> Given request:
List, in full, every line of the entries below that contains the word "pink".

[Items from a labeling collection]

* * * * * * * * *

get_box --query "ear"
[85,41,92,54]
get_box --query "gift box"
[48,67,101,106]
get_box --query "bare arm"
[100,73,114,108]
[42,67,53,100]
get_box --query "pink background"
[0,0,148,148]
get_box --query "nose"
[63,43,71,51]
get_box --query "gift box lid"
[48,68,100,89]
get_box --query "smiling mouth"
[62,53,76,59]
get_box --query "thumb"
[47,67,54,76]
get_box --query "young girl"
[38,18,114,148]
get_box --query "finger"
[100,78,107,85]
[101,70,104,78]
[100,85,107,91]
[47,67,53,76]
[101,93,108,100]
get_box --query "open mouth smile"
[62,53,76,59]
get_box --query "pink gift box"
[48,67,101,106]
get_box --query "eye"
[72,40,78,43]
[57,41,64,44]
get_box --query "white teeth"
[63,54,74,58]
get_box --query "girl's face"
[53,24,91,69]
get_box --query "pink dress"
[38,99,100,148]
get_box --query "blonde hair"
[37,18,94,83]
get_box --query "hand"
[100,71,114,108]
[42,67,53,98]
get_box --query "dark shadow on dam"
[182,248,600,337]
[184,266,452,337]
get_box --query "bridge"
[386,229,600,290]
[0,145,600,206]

* * * * * * * * *

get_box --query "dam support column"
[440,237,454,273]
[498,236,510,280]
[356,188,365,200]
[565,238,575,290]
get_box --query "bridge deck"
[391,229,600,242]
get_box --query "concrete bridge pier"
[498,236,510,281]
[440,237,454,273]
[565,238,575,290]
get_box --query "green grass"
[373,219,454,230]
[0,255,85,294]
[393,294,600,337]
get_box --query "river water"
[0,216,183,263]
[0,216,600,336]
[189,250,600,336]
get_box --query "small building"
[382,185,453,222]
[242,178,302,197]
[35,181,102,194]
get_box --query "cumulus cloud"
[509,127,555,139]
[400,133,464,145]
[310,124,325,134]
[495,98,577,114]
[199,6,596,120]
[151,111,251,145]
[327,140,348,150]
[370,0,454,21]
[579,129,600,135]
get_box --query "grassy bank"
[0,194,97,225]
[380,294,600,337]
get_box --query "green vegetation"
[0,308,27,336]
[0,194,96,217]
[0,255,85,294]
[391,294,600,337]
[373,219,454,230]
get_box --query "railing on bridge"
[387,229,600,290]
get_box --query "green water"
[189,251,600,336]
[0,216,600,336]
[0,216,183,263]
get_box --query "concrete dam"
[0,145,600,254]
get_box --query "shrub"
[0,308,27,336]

* * * * * * * * *

> Final answer:
get_box --query "pink background"
get_box --query "pink gift box"
get_box --query "pink dress"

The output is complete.